> [TO BE DONE]: Extract from the data below, word for word, the lines starting at the one that contains "Where can you see the golden" and ending after the one that contains "column 449, row 459".

> [PROVIDED RECORDS]:
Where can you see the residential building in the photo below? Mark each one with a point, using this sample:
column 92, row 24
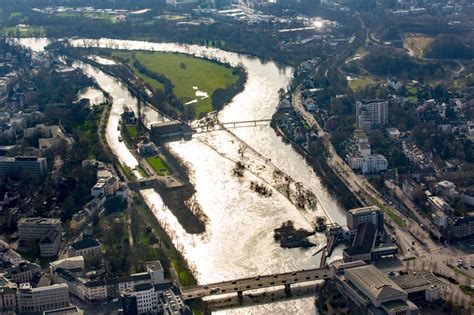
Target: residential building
column 355, row 162
column 460, row 227
column 99, row 290
column 468, row 197
column 49, row 136
column 363, row 244
column 420, row 286
column 440, row 219
column 170, row 130
column 357, row 216
column 42, row 131
column 88, row 248
column 8, row 254
column 154, row 299
column 23, row 272
column 49, row 244
column 36, row 228
column 374, row 163
column 156, row 272
column 370, row 291
column 393, row 83
column 47, row 231
column 436, row 203
column 34, row 300
column 29, row 165
column 107, row 184
column 146, row 149
column 412, row 189
column 74, row 265
column 69, row 310
column 142, row 299
column 446, row 189
column 8, row 300
column 371, row 114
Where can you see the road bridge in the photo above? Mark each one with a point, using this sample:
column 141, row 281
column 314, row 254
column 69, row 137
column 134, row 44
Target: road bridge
column 218, row 125
column 258, row 282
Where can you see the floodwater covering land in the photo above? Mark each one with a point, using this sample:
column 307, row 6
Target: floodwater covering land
column 238, row 241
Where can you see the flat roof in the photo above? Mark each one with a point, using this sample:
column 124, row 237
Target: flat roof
column 85, row 243
column 364, row 209
column 417, row 280
column 374, row 283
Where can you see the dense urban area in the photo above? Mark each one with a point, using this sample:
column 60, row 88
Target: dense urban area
column 237, row 157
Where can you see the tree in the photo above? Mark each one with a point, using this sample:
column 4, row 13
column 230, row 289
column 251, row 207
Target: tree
column 320, row 225
column 115, row 204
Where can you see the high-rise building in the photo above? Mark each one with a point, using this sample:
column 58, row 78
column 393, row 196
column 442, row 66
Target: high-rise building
column 15, row 166
column 371, row 114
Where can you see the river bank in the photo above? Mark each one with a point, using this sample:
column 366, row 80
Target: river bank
column 318, row 162
column 237, row 242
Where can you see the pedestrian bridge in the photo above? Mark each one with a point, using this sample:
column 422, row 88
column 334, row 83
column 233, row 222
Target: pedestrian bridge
column 258, row 282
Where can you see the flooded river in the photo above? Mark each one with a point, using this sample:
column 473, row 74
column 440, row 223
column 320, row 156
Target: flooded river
column 239, row 235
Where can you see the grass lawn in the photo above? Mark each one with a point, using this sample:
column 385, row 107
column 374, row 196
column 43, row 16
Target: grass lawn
column 179, row 264
column 159, row 166
column 417, row 43
column 15, row 14
column 467, row 289
column 142, row 171
column 67, row 14
column 185, row 72
column 132, row 132
column 22, row 31
column 360, row 83
column 412, row 99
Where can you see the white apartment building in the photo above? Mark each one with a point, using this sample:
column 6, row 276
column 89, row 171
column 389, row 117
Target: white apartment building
column 371, row 114
column 34, row 300
column 374, row 163
column 36, row 228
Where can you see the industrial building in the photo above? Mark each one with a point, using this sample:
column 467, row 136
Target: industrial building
column 370, row 291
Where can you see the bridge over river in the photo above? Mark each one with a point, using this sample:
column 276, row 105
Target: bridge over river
column 218, row 125
column 258, row 282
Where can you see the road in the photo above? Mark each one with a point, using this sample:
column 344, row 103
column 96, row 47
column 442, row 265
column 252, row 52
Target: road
column 428, row 255
column 413, row 208
column 361, row 188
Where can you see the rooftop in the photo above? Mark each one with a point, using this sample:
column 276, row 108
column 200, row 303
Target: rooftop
column 154, row 265
column 85, row 243
column 39, row 220
column 364, row 240
column 364, row 210
column 417, row 280
column 374, row 283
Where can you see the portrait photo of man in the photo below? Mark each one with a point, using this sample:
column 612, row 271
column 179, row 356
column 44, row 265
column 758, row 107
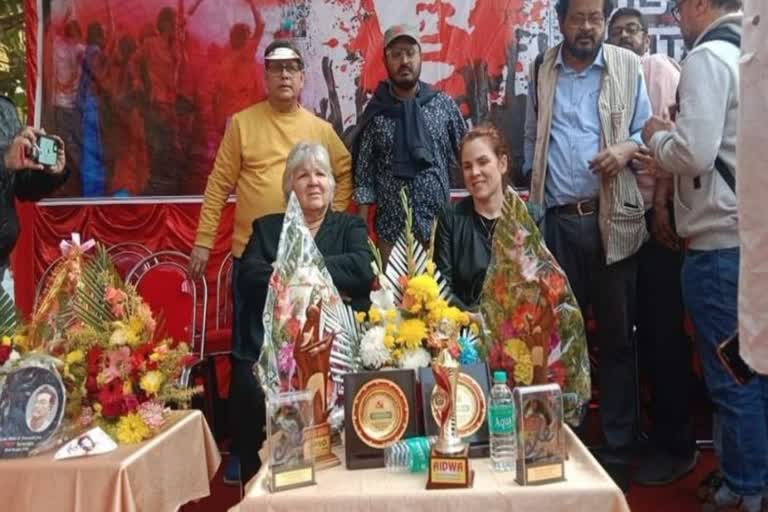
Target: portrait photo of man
column 41, row 408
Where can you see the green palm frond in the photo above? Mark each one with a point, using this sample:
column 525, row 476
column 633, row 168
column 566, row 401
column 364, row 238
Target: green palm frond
column 9, row 317
column 89, row 304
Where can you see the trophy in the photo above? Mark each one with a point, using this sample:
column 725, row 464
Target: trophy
column 312, row 353
column 449, row 458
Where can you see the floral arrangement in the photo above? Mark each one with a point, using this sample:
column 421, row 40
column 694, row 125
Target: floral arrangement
column 410, row 318
column 535, row 331
column 117, row 371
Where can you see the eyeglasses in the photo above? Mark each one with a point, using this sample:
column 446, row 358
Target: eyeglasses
column 676, row 10
column 397, row 53
column 578, row 20
column 632, row 29
column 276, row 68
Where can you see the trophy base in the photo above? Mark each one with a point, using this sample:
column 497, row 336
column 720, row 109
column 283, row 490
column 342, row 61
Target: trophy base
column 318, row 442
column 450, row 471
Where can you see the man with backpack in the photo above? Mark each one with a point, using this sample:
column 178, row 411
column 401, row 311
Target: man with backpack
column 700, row 151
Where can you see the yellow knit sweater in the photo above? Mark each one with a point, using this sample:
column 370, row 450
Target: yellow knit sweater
column 251, row 160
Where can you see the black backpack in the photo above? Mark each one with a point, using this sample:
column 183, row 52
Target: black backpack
column 721, row 33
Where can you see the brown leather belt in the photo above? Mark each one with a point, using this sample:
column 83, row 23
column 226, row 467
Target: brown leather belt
column 587, row 207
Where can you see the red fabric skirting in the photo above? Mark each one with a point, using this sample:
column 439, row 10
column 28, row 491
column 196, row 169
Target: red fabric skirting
column 160, row 226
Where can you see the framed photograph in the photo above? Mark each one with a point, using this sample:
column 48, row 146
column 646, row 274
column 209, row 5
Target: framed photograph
column 32, row 401
column 541, row 436
column 291, row 464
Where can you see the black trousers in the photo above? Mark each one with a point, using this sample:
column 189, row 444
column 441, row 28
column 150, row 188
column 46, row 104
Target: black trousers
column 610, row 289
column 248, row 406
column 664, row 349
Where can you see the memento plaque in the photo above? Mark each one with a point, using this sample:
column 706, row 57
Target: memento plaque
column 471, row 406
column 32, row 401
column 378, row 411
column 541, row 438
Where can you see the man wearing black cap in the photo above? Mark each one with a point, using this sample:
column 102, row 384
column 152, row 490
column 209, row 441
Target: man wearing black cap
column 251, row 159
column 408, row 136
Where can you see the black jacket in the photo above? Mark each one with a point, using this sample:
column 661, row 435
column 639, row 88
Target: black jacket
column 342, row 240
column 24, row 185
column 463, row 252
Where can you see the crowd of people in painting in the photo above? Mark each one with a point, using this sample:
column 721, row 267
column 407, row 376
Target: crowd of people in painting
column 631, row 159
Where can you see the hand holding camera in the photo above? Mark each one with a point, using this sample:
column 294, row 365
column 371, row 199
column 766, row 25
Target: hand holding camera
column 32, row 149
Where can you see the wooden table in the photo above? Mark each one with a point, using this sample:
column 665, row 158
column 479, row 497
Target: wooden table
column 158, row 475
column 588, row 488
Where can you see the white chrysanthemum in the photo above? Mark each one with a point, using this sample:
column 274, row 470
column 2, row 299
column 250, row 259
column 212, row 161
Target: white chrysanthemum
column 383, row 299
column 372, row 350
column 413, row 359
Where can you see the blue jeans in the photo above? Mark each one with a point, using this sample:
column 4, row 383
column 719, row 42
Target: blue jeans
column 710, row 290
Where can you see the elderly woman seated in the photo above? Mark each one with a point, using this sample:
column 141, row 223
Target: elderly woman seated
column 342, row 240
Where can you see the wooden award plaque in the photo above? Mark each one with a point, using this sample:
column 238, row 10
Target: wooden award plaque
column 378, row 411
column 472, row 396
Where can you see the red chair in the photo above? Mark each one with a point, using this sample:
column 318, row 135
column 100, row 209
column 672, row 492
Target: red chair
column 218, row 341
column 163, row 281
column 126, row 255
column 41, row 283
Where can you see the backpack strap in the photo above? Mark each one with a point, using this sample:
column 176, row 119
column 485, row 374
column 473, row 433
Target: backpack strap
column 721, row 33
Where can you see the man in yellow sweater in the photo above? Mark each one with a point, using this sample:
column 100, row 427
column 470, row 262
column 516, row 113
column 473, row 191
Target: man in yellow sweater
column 251, row 160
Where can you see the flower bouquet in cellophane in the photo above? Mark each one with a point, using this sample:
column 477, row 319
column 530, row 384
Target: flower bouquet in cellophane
column 118, row 373
column 410, row 318
column 534, row 327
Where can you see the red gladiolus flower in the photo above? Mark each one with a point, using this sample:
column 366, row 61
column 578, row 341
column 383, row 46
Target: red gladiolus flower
column 5, row 353
column 110, row 396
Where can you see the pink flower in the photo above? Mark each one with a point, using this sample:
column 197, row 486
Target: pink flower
column 286, row 364
column 153, row 413
column 118, row 363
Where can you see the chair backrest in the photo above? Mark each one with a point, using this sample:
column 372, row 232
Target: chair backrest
column 163, row 281
column 44, row 278
column 126, row 255
column 224, row 293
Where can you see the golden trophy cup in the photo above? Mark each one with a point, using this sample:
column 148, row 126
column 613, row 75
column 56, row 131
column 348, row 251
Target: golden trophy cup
column 449, row 459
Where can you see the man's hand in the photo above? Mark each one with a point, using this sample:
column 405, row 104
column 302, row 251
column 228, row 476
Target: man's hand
column 16, row 154
column 656, row 124
column 662, row 230
column 612, row 159
column 198, row 261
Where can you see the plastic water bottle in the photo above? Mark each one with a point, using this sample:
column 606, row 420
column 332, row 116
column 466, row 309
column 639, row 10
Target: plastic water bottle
column 501, row 425
column 408, row 455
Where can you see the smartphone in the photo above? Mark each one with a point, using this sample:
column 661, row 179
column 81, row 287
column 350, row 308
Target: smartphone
column 47, row 150
column 737, row 368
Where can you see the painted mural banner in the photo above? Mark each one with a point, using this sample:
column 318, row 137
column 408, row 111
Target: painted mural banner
column 141, row 90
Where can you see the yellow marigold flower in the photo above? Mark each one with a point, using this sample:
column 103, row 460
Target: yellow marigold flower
column 20, row 342
column 374, row 314
column 412, row 332
column 517, row 350
column 131, row 429
column 524, row 372
column 75, row 357
column 151, row 382
column 423, row 288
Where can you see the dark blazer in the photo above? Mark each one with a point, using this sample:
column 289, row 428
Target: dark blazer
column 342, row 240
column 462, row 252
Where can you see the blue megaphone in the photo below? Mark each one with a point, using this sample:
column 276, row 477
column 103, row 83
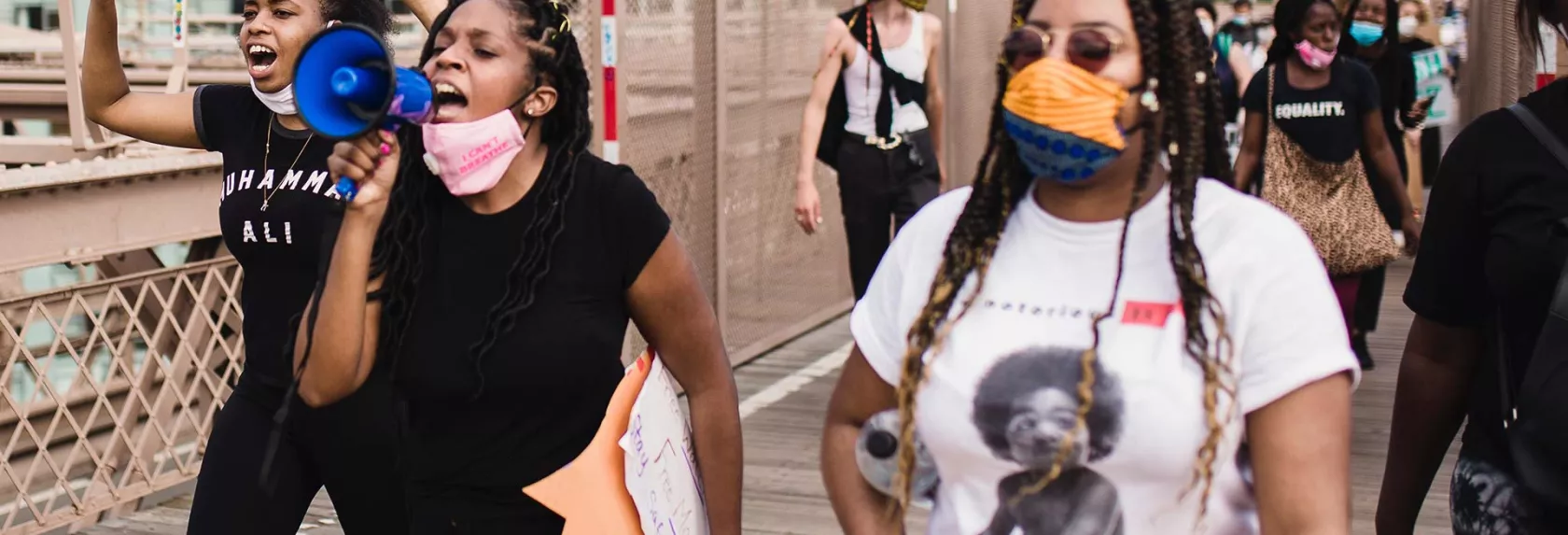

> [COMPLETE RESPONSE]:
Where can you see the golden trophy cup in the photo above? Mark each one with a point, using this sample:
column 148, row 126
column 613, row 75
column 56, row 131
column 348, row 251
Target: golden trophy cup
column 449, row 459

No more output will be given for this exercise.